### Task item
Here the job is to copy the data exactly and to exclude every image from it.

### Material for the task

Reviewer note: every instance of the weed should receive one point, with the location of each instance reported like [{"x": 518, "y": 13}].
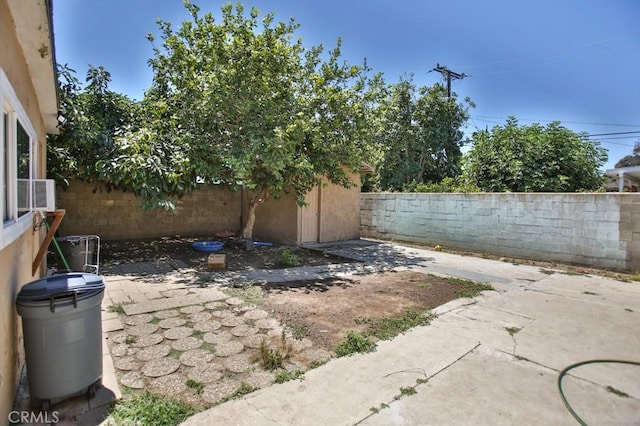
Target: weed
[
  {"x": 290, "y": 258},
  {"x": 209, "y": 347},
  {"x": 388, "y": 328},
  {"x": 251, "y": 294},
  {"x": 197, "y": 386},
  {"x": 472, "y": 288},
  {"x": 409, "y": 390},
  {"x": 512, "y": 330},
  {"x": 298, "y": 330},
  {"x": 174, "y": 353},
  {"x": 118, "y": 308},
  {"x": 617, "y": 392},
  {"x": 317, "y": 363},
  {"x": 150, "y": 409},
  {"x": 354, "y": 342},
  {"x": 286, "y": 375},
  {"x": 273, "y": 359},
  {"x": 244, "y": 389}
]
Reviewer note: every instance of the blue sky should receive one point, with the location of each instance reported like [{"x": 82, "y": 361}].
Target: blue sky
[{"x": 574, "y": 61}]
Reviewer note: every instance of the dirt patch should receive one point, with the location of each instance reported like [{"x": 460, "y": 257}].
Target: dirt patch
[
  {"x": 181, "y": 249},
  {"x": 324, "y": 311}
]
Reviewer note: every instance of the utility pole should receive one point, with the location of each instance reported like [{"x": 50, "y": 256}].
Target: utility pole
[{"x": 449, "y": 75}]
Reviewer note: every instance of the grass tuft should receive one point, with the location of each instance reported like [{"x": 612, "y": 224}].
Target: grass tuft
[{"x": 148, "y": 409}]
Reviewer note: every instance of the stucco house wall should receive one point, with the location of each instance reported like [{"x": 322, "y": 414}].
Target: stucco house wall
[
  {"x": 26, "y": 55},
  {"x": 118, "y": 215}
]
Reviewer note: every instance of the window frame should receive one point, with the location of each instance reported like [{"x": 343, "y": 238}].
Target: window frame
[{"x": 15, "y": 225}]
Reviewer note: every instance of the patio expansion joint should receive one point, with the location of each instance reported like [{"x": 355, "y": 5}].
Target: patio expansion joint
[{"x": 425, "y": 380}]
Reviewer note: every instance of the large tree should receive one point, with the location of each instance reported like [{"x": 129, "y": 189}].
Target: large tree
[
  {"x": 630, "y": 160},
  {"x": 421, "y": 135},
  {"x": 94, "y": 116},
  {"x": 240, "y": 102},
  {"x": 534, "y": 158}
]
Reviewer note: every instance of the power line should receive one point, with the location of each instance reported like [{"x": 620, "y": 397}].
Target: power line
[
  {"x": 449, "y": 75},
  {"x": 614, "y": 134},
  {"x": 480, "y": 117}
]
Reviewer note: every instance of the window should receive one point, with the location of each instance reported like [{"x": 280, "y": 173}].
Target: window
[{"x": 17, "y": 161}]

### Task result
Reviewer note: every instance of the weed should receive one point, with the location of each instance reported like [{"x": 518, "y": 13}].
Target: weed
[
  {"x": 290, "y": 258},
  {"x": 209, "y": 347},
  {"x": 388, "y": 328},
  {"x": 251, "y": 294},
  {"x": 197, "y": 386},
  {"x": 472, "y": 288},
  {"x": 409, "y": 390},
  {"x": 512, "y": 330},
  {"x": 298, "y": 330},
  {"x": 174, "y": 353},
  {"x": 118, "y": 308},
  {"x": 617, "y": 392},
  {"x": 317, "y": 363},
  {"x": 150, "y": 409},
  {"x": 354, "y": 342},
  {"x": 286, "y": 375},
  {"x": 273, "y": 359},
  {"x": 244, "y": 389}
]
Reviewer note: every instance of the blue sky should receive one point, with the location of each instance reported like [{"x": 82, "y": 361}].
Target: blue sky
[{"x": 574, "y": 61}]
Reviewer note: every instance of the dirt patch should receive one point, with the location of each instance reported like [{"x": 460, "y": 257}].
Target: dirt patch
[
  {"x": 181, "y": 249},
  {"x": 324, "y": 311}
]
Reviewer note: every instance of the utility pole should receive one point, with the location of each instance reported like [{"x": 50, "y": 256}].
Target: utility pole
[{"x": 449, "y": 75}]
Reviewer note: every instance of the grass tuft should receive one point, with the location of each instance reported like [{"x": 612, "y": 224}].
Target: grass tuft
[{"x": 148, "y": 409}]
Reviewer note: every instance of the stucco house wall should receive one point, with the location of each instance reported like [{"x": 322, "y": 414}].
Target: stucco house wall
[
  {"x": 26, "y": 55},
  {"x": 118, "y": 215}
]
Reviewer note: every instance of the window frame should receive one point, with the location of each instance reported like [{"x": 343, "y": 238}].
Target: window frame
[{"x": 15, "y": 225}]
Reviewer note: every instance of the patio expansion joint should receive one point, with the location of each instance reported like [{"x": 355, "y": 5}].
Target: patio expansion joint
[{"x": 425, "y": 380}]
Reviewer note: every instance of the large tree should receive one point, with the location of each instance reported like [{"x": 129, "y": 189}].
Target: large tree
[
  {"x": 630, "y": 160},
  {"x": 421, "y": 135},
  {"x": 94, "y": 116},
  {"x": 240, "y": 102},
  {"x": 534, "y": 158}
]
Reviewer note: every instance of the power line should receive one point, with the location of each instance reported like [{"x": 620, "y": 397}].
Target: power line
[
  {"x": 449, "y": 75},
  {"x": 614, "y": 134},
  {"x": 480, "y": 117}
]
Reviewer note: every instance of the window should receive one point, with the location of each instance reported like [{"x": 280, "y": 173}].
Target: window
[{"x": 17, "y": 161}]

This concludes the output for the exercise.